Passage
[Start of Attachment]
Monday, March 16, 2015
Pennsylvania Woman Sentenced For Embezzling $600K From Auto Dealership
From TribLiveNews on 3/11/2015:
A Lawrence County woman's request for home confinement as punishment for stealing nearly $600,000 from her employer was bold if not bordering on delusional, a federal judge said Wednesday.
U.S. District Judge Cathy Bissoon sentenced Deborah Cassini, 62, of New Castle to 3 1⁄2 years in prison and three years of probation.
The former office manager for Three Rivers Volkswagen of South Hills, Cassini pleaded guilty in August to four counts of wire fraud and three counts of filing false tax returns.
Her thefts nearly drove the dealership out of business, said Kathi Tennant, president of the company.
We almost got padlocked three times, she said after the hearing. Bissoon ordered Cassini to pay $250,000 in restitution to the dealership's insurer and $397,000 to the dealership to cover her thefts and the cost of an audit that uncovered them.
The dealership is still recovering. It hasn't returned to the financial position it was in before Cassini began stealing, Tennant said.
We've gotten through the worst, she said.
Cassini apologized for her crimes.
I never thought it would come to this, she said. I never thought it would be this much money.
While Cassini worked at Three Rivers Volkswagen, she lived in Peters. Between 2006 and 2011, she used her online access to the company's bank accounts to make 163 payments to her credit cards and six payments on her BMW, prosecutors said.
She issued herself additional paychecks 98 times, regularly skimmed cash and wrote business checks to herself and to cash, prosecutors say. She concealed the thefts by making false entries in the dealership's accounting system and preparing false financial statements, prosecutors said.
This was a long, destructive course of embezzlement and lies, Assistant U.S. Attorney Lee Karl said. And it nearly destroyed Three Rivers Volkswagen.
Cassini embezzled money so that she could play slot machines to forget her depression and other problems, said her attorney, Douglas Sughrue.
Instead of cognitive therapy, she went to the casinos, he said.
Sughrue said Cassini didn't set out to steal $600,000. Most of the thefts were in small increments, and his client didn't total them to see how much she was stealing, he said after the hearing.
The vast majority of them, in fact, are what the government and I would call cash skimming, he said.
The evidence in the case showed she spent money on a lot of things other than gambling and generally was living beyond her means, Bissoon said.
The defendant stole until there was nothing left to steal, the judge said.
[End of Attachment]
Information provided
[Start of Attachment]
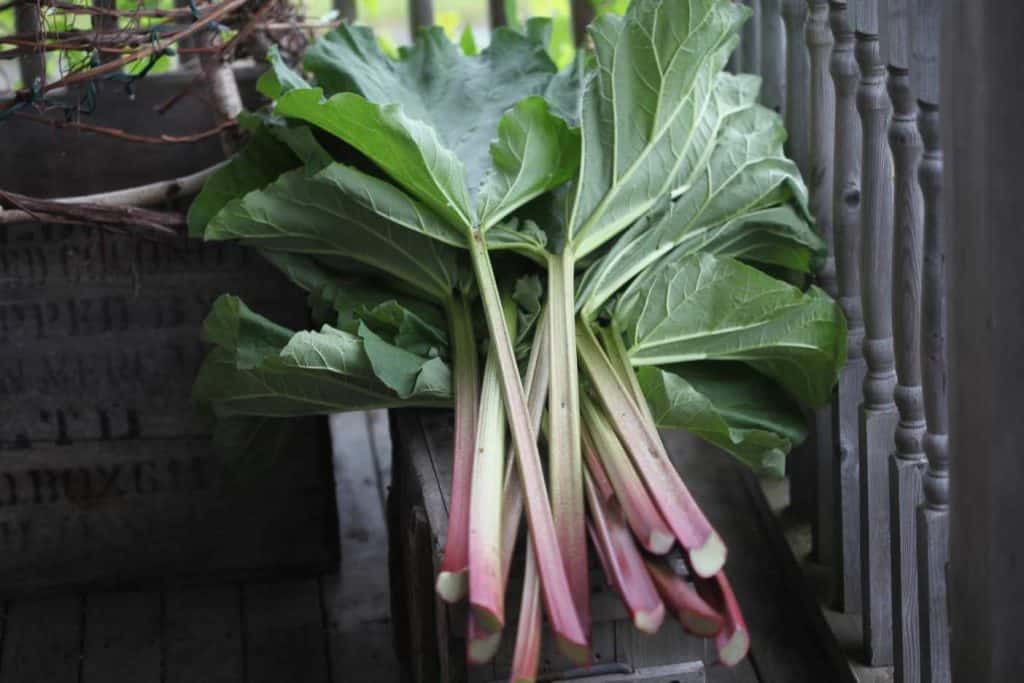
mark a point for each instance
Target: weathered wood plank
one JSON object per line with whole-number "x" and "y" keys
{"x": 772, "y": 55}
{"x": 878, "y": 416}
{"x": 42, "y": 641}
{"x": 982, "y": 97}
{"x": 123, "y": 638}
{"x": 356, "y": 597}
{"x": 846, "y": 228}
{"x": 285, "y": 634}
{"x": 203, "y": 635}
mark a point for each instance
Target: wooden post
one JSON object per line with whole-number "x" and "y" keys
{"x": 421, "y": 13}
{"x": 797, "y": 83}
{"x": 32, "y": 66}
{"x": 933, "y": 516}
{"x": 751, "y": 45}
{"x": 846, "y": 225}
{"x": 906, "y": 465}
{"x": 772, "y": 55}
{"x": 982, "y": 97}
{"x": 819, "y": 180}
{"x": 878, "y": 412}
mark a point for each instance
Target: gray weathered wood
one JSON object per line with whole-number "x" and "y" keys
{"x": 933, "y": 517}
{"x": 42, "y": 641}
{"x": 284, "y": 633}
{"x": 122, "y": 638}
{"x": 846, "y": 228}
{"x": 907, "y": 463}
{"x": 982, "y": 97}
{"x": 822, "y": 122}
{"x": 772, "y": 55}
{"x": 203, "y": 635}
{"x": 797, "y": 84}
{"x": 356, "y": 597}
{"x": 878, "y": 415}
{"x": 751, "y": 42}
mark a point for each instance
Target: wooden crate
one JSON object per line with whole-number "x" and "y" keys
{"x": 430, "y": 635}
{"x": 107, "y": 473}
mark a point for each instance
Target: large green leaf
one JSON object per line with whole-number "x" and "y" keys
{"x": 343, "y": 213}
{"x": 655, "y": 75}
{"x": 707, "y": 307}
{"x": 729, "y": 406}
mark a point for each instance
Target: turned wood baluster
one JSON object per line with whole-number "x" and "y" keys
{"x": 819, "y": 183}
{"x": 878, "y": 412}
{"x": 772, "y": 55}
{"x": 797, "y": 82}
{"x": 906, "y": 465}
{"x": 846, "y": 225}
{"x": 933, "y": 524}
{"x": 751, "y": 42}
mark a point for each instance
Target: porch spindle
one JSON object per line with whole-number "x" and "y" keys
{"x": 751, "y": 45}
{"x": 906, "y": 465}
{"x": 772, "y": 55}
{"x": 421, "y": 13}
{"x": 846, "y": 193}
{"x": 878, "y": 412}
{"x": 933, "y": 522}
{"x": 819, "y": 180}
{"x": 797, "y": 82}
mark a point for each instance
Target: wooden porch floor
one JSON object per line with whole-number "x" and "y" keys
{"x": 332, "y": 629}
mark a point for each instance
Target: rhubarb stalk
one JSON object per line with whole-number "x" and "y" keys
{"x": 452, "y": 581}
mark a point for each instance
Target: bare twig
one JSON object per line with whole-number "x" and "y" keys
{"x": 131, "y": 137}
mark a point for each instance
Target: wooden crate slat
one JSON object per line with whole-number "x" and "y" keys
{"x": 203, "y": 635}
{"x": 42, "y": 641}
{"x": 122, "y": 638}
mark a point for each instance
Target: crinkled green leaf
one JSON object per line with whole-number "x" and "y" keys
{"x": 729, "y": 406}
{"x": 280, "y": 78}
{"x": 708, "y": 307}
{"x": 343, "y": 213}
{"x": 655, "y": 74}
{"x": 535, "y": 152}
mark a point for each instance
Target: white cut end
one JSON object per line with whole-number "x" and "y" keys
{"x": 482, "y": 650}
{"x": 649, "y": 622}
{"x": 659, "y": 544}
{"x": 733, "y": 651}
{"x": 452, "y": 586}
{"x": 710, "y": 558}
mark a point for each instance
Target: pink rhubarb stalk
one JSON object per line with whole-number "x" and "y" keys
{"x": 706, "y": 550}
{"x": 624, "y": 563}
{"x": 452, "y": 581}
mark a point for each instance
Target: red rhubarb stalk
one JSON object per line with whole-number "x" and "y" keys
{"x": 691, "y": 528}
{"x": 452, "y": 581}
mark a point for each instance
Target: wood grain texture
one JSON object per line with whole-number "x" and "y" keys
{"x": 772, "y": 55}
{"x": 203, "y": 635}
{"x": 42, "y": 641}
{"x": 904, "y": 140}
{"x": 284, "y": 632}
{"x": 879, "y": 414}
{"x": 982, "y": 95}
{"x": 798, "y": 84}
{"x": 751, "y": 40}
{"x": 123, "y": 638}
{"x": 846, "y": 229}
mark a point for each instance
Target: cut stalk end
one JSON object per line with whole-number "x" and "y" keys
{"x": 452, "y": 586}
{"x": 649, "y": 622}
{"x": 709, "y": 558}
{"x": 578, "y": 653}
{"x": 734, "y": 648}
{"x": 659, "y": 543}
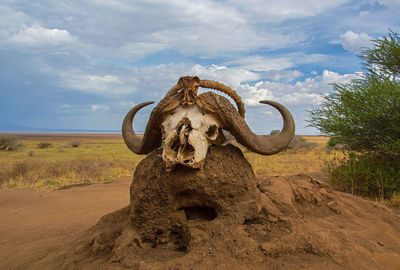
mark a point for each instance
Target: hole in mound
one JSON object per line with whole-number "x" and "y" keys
[End of Attachment]
The task
Copy the news report from "The evidence in" to "the judge said.", swapping "gambling" for "betting". Use only the news report for this work.

Task answer
The evidence in the case showed she spent money on a lot of things other than betting and generally was living beyond her means, Bissoon said.
The defendant stole until there was nothing left to steal, the judge said.